▶ PROBLEM DESCRIPTION:
From the article about Amaras Monastery below, list each time it says the monastery was plundered, destroyed or demolished, with the date given for each.

▶ TEXT SHOWN:
The Flower Girl of Amaras

SOS, NKR—Ever since the fifth century, when Mesrob Mashdots put his script to the Armenian alphabet and St. Gregory the Illuminator founded a church here one century earlier, Amaras Monastery has served as a mecca for tourists and locals alike.

A young Armenian girl helps herself to flowers outside Amaras Monastery in Karabagh. (Tom Vartabedian photo)

The Church of St. Grigoris located inside this religious conclave serves as a burial ground for St. Gregory’s grandson, who died in 338. It is here that Mesrob Mashdots established the first-ever school that used his script.

The monastery was plundered in the 13th century by the Mongols, destroyed in a 1387 invasion, and demolished again in the 16th century. Its history is one of reincarnation, built and rebuilt as a vibrant stomping ground for daily transients.

Today, it is both a spiritual and horticultural delight for anyone who chooses to cross its path near the village of Sos in the Martuni county of the Nagorno Karabagh Republic (NKR).

Anything you need to know about this site can be told by its caretaker, Vaal Kalian, who greeted us at the entrance with a pleasing smile and a warm “Barev.” He walked with a limp.

The immediate presence of children and families stomping the grounds made a vast impression. I was quick to learn that the historical content competed very favorably with a recreational outlet that included rollicking fields of luscious flowers and a barbeque area.

Amaras was an oasis in the middle of a turbulent ocean, calm and collected—a place where folks could go to gather their thoughts and distance themselves from reality.

Vaal took us on a tour of the new chapel that houses the remains of St. Grigoris built in 1858 and paid for by Armenians in the city of Shushi. The three-nave basilica is constructed from bright white stone looking out over the lush green valley. It stands as one of the oldest Christian sites in the world.

We had arrived there after passing through the villages of Azogh and Dogh. A visit to Chenaree Tzar (the oldest tree in Armenia) by Shardoshen started our day. The tree dates back over 2,000 years and is said to have been a sanctuary for St. Mashdots to read and write.

As the afternoon worn on and my camera working overtime, I noticed a young girl with pigtails ambling along, keeping pace with her shadow. She portrayed that stereotypical Armenian look you might find in a travel book or calendar with an effervescent smile.

If only I could get her to pose for me without sounding obtrusive. I’d been to Armenia twice and had never encountered any difficulty in photographing children off the street. In fact, many times they welcomed the opportunity.

[Data extracted from a collection]
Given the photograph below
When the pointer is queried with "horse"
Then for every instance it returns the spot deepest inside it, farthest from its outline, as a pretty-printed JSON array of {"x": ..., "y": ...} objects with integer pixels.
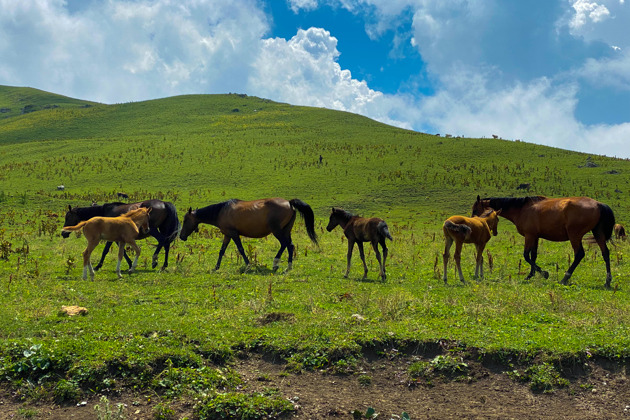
[
  {"x": 122, "y": 229},
  {"x": 558, "y": 220},
  {"x": 358, "y": 230},
  {"x": 469, "y": 230},
  {"x": 620, "y": 232},
  {"x": 164, "y": 224},
  {"x": 252, "y": 219}
]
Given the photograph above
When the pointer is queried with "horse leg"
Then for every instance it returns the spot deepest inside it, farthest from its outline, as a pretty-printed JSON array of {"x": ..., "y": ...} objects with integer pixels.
[
  {"x": 448, "y": 241},
  {"x": 362, "y": 255},
  {"x": 226, "y": 242},
  {"x": 378, "y": 258},
  {"x": 121, "y": 252},
  {"x": 458, "y": 258},
  {"x": 606, "y": 256},
  {"x": 385, "y": 251},
  {"x": 239, "y": 246},
  {"x": 349, "y": 257},
  {"x": 108, "y": 245},
  {"x": 136, "y": 248},
  {"x": 578, "y": 251},
  {"x": 479, "y": 264},
  {"x": 530, "y": 254},
  {"x": 87, "y": 265}
]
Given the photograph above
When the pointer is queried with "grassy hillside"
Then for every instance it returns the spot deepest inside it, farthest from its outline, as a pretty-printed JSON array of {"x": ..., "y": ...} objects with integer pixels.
[{"x": 203, "y": 149}]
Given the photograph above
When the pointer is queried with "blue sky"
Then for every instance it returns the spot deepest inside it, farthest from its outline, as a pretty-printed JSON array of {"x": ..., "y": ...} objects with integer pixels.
[{"x": 554, "y": 72}]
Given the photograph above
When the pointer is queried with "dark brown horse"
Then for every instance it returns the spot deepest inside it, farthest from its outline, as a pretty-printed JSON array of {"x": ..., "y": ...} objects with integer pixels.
[
  {"x": 358, "y": 230},
  {"x": 469, "y": 230},
  {"x": 252, "y": 219},
  {"x": 163, "y": 224},
  {"x": 123, "y": 229},
  {"x": 556, "y": 219}
]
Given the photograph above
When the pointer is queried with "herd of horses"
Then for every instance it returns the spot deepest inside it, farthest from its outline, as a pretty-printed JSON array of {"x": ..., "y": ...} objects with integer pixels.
[{"x": 535, "y": 217}]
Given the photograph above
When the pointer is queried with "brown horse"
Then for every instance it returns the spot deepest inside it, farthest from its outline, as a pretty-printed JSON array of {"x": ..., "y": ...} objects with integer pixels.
[
  {"x": 123, "y": 230},
  {"x": 469, "y": 230},
  {"x": 359, "y": 230},
  {"x": 620, "y": 232},
  {"x": 253, "y": 219},
  {"x": 556, "y": 219},
  {"x": 163, "y": 223}
]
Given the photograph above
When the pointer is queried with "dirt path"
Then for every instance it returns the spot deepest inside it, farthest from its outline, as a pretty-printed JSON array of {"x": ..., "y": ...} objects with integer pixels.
[{"x": 489, "y": 395}]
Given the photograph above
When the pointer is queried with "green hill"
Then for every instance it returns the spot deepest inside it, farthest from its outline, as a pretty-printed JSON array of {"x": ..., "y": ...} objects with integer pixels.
[
  {"x": 203, "y": 148},
  {"x": 16, "y": 101}
]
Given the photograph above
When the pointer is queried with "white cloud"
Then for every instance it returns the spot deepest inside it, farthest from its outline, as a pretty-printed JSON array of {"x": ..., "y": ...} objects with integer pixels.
[
  {"x": 304, "y": 71},
  {"x": 119, "y": 51},
  {"x": 587, "y": 10}
]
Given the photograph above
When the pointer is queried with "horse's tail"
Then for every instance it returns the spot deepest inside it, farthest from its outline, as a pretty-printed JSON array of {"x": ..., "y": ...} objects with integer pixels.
[
  {"x": 75, "y": 227},
  {"x": 384, "y": 230},
  {"x": 309, "y": 217},
  {"x": 606, "y": 222},
  {"x": 172, "y": 228},
  {"x": 460, "y": 229}
]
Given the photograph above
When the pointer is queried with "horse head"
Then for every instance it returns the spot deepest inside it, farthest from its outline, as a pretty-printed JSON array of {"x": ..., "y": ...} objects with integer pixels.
[
  {"x": 72, "y": 219},
  {"x": 190, "y": 225},
  {"x": 492, "y": 219}
]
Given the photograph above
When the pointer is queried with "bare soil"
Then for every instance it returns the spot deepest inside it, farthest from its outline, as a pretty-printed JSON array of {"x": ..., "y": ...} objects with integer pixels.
[{"x": 601, "y": 391}]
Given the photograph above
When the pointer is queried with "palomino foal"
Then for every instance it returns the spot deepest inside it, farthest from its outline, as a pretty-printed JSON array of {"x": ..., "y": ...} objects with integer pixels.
[{"x": 470, "y": 230}]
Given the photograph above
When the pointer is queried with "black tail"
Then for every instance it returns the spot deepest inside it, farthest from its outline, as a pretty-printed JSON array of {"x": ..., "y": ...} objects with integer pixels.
[
  {"x": 171, "y": 227},
  {"x": 308, "y": 215},
  {"x": 461, "y": 229},
  {"x": 384, "y": 230},
  {"x": 606, "y": 222}
]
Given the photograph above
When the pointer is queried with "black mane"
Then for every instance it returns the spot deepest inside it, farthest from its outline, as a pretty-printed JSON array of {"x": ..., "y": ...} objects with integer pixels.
[
  {"x": 212, "y": 211},
  {"x": 507, "y": 203}
]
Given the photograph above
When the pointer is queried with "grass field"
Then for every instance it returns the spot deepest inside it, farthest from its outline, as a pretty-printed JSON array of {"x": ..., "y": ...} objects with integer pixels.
[{"x": 175, "y": 331}]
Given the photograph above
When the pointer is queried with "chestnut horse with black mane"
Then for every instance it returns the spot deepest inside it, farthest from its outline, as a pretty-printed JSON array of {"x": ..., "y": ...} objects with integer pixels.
[
  {"x": 469, "y": 230},
  {"x": 123, "y": 229},
  {"x": 163, "y": 224},
  {"x": 358, "y": 230},
  {"x": 555, "y": 219},
  {"x": 252, "y": 219}
]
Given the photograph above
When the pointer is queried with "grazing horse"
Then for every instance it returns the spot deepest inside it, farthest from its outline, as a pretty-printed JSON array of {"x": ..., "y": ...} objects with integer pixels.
[
  {"x": 123, "y": 230},
  {"x": 252, "y": 219},
  {"x": 620, "y": 232},
  {"x": 163, "y": 224},
  {"x": 469, "y": 230},
  {"x": 556, "y": 219},
  {"x": 359, "y": 230}
]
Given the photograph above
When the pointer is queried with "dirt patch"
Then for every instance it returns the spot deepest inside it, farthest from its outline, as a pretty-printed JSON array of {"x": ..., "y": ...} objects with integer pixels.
[{"x": 384, "y": 385}]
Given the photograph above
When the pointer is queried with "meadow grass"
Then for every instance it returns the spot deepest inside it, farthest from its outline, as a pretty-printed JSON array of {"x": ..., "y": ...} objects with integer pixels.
[{"x": 198, "y": 150}]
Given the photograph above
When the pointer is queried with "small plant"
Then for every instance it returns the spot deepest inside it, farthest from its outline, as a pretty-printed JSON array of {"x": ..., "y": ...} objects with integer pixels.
[
  {"x": 162, "y": 411},
  {"x": 242, "y": 406},
  {"x": 365, "y": 380},
  {"x": 370, "y": 413},
  {"x": 544, "y": 378},
  {"x": 105, "y": 412}
]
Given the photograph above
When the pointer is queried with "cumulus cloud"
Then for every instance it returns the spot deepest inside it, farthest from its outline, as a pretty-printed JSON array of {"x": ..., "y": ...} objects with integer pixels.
[
  {"x": 304, "y": 71},
  {"x": 120, "y": 51}
]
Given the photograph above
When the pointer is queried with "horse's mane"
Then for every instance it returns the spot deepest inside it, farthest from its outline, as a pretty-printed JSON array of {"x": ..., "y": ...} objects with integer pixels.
[
  {"x": 212, "y": 211},
  {"x": 507, "y": 203}
]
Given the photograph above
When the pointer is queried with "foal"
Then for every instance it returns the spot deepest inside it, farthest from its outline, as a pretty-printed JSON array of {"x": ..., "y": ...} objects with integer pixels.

▶ THE REPLY:
- Plundered by the Mongols in the 13th century
- Destroyed in a 1387 invasion
- Demolished again in the 16th century